__Complete the following__
**1.** In the article on acetylcysteine and glutathione, what did the 1960s research find glutathione and cysteine to be protective against?
**2.** Restate the article on acetylcysteine and glutathione word for word, from "spoke so favorably" up to and including "some cancer processes.".
Extract: Begin
| | Interviews with Nutritional Experts: Acetylcysteine and Glutathione: New Understandings about | |
Our understanding of the many nutritional and biochemical roles of glutathione
and its precursors is expanding rapidly at this time. We are learning how
the precursors to sulfur-containing peptides and amino acids are important
in keeping our bodies nourished, our immune systems healthy, and in protecting
us against cancer and heart disease.
Glutathione and cysteine have been important in my research for over thirty
years. Even before that, I believe that some pioneers in the health food
profession indirectly realized the importance of these compounds even though
they didn't know about the specific compounds. When the "pioneers"
spoke so favorably of getting adequate "sulfur" in the diet, I
believe that they were really testifying to the importance of these sulfur-containing
compounds. Now, the interest in learning how sulfur-containing amino acids
and their precursors nourish the body is increasing.
Researchers are rushing to study the roles these nutrients to also discover
their role in halting the dreaded Human Immunodeficiency Virus (HIV), breaking
up lipoprotein(a) [Lp(a)], detoxifying harmful chemicals, scavaging free
radicals and possibly protecting against some cancer processes.
I have discussed cysteine and glutathione several times before. Later in this article, I will discuss the role of glutathione
precursors and why they are more effective than glutathione itself in
AIDS patients . These non-fuel nutrients are nutritional accessory factors
that are normally produced in plants, man and other animals. Thus, they
have always been a part of the human diet.
Background
Glutathione plays several critical roles in the body. Its more important
roles are protecting cells and cellular components against oxidative stress
and in detoxification. My interest in glutathione and cysteine began in
the 1960's when they were found to be protective against nuclear radiation.
I reasoned that the same mechanism of action would make them excellent free-radical
scavengers as well. [1]
NAC is produced in living organisms from the amino acid cysteine {two compounds that are involved in intracellular glutathione production are N-acetyl-L-cysteine (NAC) and L-2-oxo-thiazolidine 4-carboxylate (Procysteine)}. Thus,
NAC is a natural sulfur-containing amino acid derivative found naturally
in foods and is a powerful antioxidant. These dual properties help repair
oxidative damage in the body. This has made this nutrient of special interest
to athletes for some time as heavy exercise increases oxidative damage in
the body. But the latest research interests are in AIDS and heart disease.
Extract: End
Information provided: Begin
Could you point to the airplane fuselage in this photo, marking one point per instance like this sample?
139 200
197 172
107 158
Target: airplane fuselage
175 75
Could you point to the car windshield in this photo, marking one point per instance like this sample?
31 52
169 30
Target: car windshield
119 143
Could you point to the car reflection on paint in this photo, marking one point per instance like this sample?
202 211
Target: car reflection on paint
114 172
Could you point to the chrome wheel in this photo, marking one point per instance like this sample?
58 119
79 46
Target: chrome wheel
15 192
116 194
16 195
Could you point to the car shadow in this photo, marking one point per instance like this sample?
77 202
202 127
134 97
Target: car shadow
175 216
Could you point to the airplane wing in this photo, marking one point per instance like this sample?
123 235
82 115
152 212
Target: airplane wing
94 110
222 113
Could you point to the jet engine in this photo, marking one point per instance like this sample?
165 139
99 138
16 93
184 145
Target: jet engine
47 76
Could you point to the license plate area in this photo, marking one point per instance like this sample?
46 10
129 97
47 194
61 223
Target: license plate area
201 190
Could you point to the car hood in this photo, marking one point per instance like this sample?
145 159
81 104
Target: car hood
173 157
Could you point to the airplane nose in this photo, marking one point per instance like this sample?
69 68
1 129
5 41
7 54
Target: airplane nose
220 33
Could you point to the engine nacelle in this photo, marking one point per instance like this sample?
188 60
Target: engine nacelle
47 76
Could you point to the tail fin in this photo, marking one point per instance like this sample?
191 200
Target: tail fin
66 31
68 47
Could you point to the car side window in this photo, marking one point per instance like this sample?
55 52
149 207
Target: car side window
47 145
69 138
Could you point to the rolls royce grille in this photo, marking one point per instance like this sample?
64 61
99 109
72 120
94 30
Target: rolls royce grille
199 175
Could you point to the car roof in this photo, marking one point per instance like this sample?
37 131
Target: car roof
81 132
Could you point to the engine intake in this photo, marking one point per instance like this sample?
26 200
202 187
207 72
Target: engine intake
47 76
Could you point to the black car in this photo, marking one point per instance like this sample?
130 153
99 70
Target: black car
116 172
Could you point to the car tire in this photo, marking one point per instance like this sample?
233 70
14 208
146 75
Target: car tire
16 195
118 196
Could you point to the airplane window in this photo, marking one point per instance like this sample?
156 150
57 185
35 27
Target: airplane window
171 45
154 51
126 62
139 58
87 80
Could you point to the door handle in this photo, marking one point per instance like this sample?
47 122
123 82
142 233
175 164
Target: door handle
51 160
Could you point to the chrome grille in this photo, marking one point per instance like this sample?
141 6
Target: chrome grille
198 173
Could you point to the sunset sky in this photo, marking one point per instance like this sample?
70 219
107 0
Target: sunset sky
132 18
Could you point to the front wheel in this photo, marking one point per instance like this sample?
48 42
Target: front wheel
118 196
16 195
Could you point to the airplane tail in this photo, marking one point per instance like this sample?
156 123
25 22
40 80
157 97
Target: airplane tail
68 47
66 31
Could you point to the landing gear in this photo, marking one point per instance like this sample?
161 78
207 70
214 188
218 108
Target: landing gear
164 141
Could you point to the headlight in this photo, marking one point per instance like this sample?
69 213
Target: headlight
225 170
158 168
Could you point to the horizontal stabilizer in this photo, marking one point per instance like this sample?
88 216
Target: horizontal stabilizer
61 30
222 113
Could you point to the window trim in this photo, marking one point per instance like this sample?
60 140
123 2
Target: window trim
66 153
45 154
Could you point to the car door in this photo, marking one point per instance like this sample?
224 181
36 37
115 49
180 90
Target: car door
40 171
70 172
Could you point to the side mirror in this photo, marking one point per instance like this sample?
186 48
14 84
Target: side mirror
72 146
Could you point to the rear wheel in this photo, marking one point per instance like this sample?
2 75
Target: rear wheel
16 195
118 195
Information provided: End
Information provided: Begin
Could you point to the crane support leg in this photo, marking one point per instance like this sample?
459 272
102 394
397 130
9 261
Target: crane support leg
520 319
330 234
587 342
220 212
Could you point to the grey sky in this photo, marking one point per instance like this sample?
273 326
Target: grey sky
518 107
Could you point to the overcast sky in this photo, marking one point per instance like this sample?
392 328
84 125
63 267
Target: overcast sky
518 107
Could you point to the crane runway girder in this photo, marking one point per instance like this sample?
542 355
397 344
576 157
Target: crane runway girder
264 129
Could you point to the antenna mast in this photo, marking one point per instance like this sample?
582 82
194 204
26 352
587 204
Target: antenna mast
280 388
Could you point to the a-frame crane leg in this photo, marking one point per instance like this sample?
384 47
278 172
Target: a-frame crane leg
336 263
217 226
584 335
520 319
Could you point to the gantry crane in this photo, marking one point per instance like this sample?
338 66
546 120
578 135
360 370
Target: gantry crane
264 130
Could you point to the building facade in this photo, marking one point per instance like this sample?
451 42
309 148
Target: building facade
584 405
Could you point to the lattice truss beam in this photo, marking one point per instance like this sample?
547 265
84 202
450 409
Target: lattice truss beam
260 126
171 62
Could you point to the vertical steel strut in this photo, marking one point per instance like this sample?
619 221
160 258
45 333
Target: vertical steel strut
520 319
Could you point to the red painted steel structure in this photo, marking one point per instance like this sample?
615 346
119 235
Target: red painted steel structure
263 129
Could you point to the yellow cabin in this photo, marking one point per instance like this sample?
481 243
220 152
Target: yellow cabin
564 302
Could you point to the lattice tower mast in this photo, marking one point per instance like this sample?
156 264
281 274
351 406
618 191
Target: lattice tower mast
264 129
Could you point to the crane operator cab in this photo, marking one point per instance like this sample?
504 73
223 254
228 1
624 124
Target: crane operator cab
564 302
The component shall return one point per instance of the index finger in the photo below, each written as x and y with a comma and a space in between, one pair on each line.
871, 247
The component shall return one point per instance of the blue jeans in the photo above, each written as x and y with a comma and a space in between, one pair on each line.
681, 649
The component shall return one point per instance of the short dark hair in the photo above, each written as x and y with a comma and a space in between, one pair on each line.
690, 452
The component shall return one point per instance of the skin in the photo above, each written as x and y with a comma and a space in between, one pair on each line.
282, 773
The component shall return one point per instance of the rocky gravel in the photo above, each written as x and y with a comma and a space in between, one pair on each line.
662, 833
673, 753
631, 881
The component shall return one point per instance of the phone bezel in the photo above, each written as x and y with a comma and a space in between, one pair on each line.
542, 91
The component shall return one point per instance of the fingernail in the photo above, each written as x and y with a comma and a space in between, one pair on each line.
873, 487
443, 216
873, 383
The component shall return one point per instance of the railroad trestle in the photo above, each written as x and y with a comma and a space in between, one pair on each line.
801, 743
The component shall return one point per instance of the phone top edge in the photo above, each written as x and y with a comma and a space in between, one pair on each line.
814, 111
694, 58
Information provided: End
__Set of answers__
**1.** Nuclear radiation.

**2.**
spoke so favorably of getting adequate "sulfur" in the diet, I
believe that they were really testifying to the importance of these sulfur-containing
compounds. Now, the interest in learning how sulfur-containing amino acids
and their precursors nourish the body is increasing.
Researchers are rushing to study the roles these nutrients to also discover
their role in halting the dreaded Human Immunodeficiency Virus (HIV), breaking
up lipoprotein(a) [Lp(a)], detoxifying harmful chemicals, scavaging free
radicals and possibly protecting against some cancer processes.